Page excerpt
===
Majority of consumers want to nix “milk” from non-dairy beverage labels
A new national survey of 1,005 adults, commissioned by the National Milk Producers Federation (NMPF), shows that 63 percent of Americans believe the U.S. Food and Drug Administration should restrict the use of the term “milk” on non-dairy beverage labels. This view could apply to drinks currently marketed as almond milk, soy milk, rice milk and others.
In contrast, 23 percent of respondents said the FDA should not restrict the use of the term, and 16 percent were uncertain.
The survey comes as the FDA solicits public comments regarding front-of-package dairy labeling. Overall, the administration is examining its approach to regulating the terms “milk,” “cheese” and “yogurt.” The comment period ends Jan. 28.
Restricting the use of the term “milk” to dairy products would not be a new regulation. That rule is on the books but not currently enforced.
“Consumers have spoken, and they are clear in their desire for FDA to enforce its own rules,” NMPF President and Chief Executive Officer Jim Mulhern told Feedstuffs.
===
Data shown
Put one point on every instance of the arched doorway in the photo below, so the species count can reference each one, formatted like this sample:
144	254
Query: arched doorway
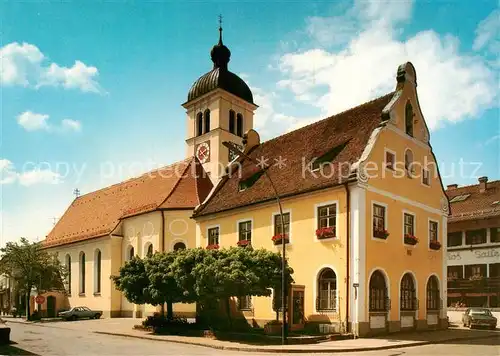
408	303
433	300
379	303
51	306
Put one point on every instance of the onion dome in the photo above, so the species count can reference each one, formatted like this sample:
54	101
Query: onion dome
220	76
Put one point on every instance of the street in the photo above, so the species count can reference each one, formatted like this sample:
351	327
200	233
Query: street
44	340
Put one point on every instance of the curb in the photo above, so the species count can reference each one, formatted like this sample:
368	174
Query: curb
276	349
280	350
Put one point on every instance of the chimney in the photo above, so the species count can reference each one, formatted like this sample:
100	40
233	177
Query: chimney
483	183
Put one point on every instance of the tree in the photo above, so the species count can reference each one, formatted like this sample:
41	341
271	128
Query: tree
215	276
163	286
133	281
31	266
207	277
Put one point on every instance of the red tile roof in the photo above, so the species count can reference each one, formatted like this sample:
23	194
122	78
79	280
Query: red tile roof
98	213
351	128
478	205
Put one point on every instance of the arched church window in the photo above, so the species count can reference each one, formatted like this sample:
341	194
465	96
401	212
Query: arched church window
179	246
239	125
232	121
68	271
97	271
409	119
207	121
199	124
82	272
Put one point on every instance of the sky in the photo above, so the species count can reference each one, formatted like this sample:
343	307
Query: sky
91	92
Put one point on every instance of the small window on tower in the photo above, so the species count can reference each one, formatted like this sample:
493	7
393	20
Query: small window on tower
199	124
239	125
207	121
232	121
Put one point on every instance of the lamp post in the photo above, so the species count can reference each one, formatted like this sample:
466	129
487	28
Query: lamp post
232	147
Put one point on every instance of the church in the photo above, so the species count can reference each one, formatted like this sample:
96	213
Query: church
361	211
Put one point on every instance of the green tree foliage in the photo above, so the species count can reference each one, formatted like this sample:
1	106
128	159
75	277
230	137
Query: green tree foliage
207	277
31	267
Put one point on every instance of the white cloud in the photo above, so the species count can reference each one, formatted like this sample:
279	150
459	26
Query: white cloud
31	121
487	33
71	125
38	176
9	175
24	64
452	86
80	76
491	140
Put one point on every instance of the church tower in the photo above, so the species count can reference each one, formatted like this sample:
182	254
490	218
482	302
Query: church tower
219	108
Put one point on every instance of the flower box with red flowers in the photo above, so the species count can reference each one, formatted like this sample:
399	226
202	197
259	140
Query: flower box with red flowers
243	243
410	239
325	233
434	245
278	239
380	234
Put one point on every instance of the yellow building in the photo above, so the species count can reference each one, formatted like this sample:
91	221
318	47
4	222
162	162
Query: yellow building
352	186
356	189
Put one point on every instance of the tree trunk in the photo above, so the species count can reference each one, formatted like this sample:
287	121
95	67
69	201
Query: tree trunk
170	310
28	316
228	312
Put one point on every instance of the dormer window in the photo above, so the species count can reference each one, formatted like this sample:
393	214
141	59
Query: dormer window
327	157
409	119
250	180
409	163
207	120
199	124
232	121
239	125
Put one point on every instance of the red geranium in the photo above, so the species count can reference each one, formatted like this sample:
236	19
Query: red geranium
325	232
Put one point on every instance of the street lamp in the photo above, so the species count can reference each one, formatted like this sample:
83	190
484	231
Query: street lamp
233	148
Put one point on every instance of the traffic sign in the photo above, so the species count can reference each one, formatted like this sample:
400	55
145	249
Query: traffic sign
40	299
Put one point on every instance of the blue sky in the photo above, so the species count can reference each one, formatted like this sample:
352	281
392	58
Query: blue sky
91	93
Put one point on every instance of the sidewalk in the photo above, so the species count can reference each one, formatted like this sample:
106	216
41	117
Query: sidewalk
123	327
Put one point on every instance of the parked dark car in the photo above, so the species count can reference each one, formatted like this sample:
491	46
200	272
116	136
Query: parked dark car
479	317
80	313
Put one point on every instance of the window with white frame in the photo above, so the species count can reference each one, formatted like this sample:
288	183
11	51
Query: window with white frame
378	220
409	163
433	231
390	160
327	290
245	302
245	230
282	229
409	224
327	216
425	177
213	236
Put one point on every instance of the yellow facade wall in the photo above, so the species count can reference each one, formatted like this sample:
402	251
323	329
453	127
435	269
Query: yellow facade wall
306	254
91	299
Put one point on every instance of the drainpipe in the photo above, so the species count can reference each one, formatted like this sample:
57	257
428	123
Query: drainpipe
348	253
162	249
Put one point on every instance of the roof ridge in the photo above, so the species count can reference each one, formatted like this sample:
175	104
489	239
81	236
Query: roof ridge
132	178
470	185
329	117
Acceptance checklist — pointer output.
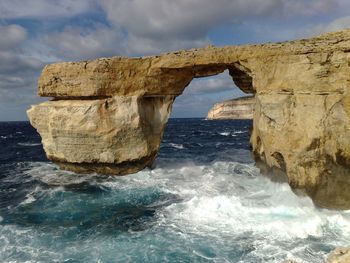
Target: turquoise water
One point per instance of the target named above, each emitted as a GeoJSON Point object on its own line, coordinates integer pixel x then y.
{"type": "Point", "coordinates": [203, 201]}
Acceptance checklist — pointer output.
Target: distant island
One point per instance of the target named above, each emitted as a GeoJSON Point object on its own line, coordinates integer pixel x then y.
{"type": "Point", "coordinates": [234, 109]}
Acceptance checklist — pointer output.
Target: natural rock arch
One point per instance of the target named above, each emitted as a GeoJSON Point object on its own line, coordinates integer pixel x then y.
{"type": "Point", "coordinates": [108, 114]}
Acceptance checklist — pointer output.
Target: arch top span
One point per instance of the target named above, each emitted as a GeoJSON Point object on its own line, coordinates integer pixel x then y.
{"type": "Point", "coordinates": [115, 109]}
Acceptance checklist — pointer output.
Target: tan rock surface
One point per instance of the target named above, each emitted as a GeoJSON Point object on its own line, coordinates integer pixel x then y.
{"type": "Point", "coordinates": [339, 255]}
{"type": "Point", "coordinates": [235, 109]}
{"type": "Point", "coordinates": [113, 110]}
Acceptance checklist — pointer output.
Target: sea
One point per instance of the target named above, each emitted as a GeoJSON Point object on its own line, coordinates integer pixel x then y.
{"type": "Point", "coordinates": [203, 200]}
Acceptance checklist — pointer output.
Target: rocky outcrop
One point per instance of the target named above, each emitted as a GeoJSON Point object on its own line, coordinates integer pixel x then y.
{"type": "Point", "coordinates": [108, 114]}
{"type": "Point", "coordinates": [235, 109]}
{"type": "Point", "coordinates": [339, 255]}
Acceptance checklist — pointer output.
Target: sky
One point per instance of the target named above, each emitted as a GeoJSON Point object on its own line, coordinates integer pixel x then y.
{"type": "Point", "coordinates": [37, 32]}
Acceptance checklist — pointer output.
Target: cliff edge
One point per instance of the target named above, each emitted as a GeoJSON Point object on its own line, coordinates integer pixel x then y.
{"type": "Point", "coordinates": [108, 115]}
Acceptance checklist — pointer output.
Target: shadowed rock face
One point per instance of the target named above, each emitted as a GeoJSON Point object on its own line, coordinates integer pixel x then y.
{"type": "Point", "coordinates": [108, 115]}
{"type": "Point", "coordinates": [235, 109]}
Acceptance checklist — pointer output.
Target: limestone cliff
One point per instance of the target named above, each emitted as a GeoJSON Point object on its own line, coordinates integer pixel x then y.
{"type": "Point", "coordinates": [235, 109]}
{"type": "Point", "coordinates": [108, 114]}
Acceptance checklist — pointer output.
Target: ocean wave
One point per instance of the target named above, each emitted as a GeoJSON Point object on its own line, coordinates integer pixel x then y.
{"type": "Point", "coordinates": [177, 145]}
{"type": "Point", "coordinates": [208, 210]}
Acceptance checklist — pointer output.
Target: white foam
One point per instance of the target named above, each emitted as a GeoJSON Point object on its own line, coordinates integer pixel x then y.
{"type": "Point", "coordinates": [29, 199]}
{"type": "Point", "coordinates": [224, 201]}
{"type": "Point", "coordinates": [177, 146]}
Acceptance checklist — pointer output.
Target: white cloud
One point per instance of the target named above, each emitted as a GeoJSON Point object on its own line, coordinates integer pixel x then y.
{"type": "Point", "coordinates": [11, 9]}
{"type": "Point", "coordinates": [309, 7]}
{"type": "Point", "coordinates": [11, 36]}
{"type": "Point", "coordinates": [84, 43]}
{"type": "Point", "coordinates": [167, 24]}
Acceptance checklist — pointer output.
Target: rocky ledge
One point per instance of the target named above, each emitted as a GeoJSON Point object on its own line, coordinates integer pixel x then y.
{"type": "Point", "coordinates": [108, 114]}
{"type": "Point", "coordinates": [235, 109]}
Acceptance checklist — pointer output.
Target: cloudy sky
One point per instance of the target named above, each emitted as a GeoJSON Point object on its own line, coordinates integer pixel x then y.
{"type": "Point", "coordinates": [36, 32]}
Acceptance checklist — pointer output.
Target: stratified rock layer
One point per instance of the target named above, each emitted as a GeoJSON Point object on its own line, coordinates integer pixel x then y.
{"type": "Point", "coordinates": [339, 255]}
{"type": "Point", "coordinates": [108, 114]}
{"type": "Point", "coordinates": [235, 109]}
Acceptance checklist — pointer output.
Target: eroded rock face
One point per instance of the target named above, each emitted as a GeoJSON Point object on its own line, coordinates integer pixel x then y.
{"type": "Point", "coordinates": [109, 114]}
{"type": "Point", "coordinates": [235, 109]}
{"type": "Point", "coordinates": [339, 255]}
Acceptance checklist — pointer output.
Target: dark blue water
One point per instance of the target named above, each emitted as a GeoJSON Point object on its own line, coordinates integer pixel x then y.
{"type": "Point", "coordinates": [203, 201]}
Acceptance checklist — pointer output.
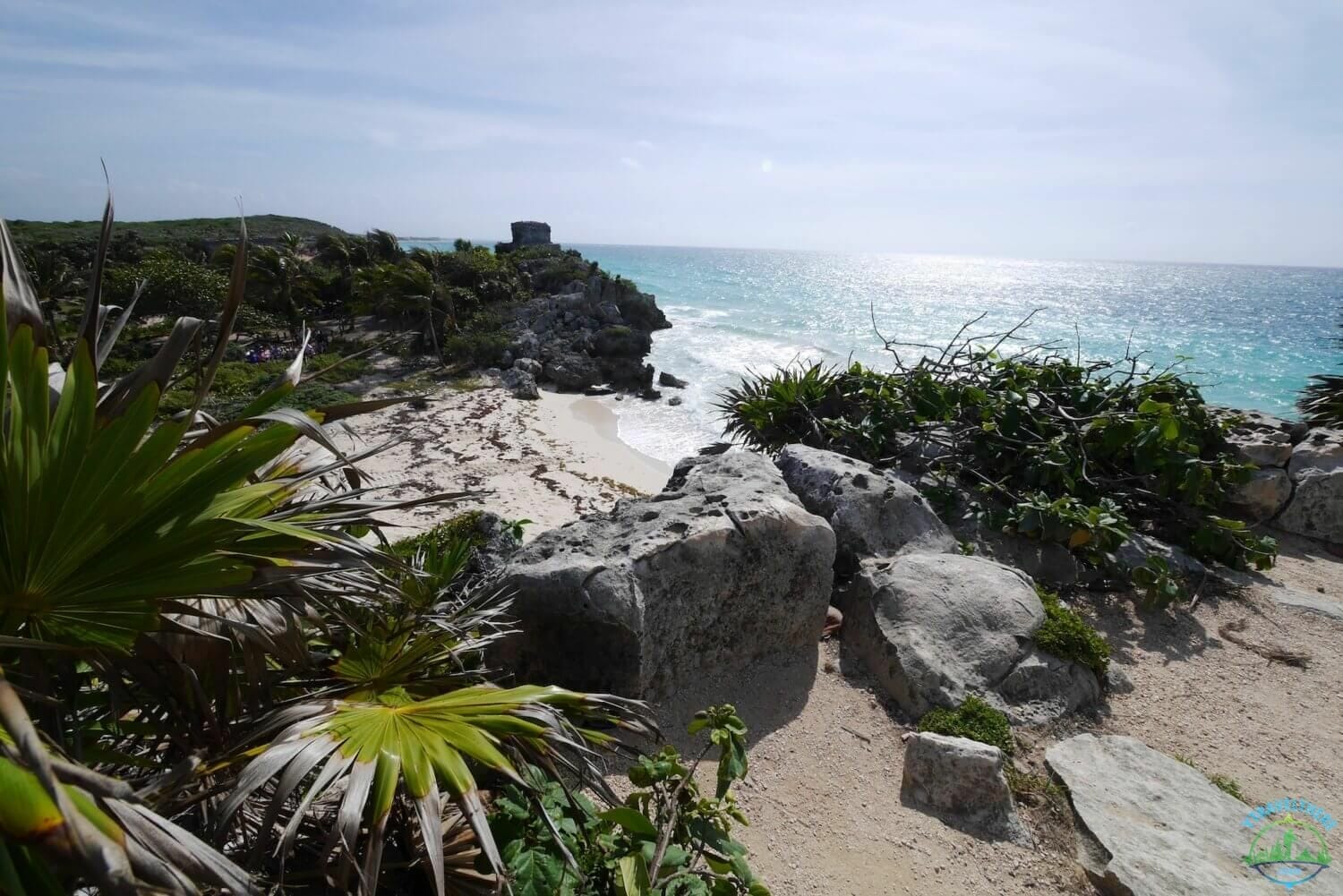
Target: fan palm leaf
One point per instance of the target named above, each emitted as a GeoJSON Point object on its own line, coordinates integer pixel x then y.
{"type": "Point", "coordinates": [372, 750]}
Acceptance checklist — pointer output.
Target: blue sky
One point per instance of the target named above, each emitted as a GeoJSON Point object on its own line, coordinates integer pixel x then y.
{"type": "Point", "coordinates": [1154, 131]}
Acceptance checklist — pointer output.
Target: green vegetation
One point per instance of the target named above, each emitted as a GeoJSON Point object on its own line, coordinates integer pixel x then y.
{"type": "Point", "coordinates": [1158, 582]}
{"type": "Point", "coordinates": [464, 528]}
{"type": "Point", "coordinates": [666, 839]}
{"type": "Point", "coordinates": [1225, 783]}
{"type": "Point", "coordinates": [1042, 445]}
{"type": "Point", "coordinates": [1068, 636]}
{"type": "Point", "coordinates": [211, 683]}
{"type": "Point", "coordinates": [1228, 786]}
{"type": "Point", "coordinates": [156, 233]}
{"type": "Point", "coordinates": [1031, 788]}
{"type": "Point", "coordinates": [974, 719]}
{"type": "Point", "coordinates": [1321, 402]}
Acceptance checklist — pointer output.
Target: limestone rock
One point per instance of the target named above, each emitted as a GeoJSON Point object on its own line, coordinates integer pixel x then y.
===
What to work on
Continue the article on the survey about "milk" on non-dairy beverage labels, picking up after its last sentence.

Your response
Previous survey data has suggested that consumers are confused by current labeling terms. A survey from market research company IPSOS, taken last August, found that 73 percent of consumers believed that almond “milk” had as much—or more—protein than milk. In reality, real milk has eight times more protein.
As Feedstuffs reports, “In a separate poll from the International Food Information Council Foundation released in October, one-quarter of consumers thought that almond drinks contained cow’s milk or weren’t sure.”
The FDA says it will be looking at next steps in labeling regulations over the next year.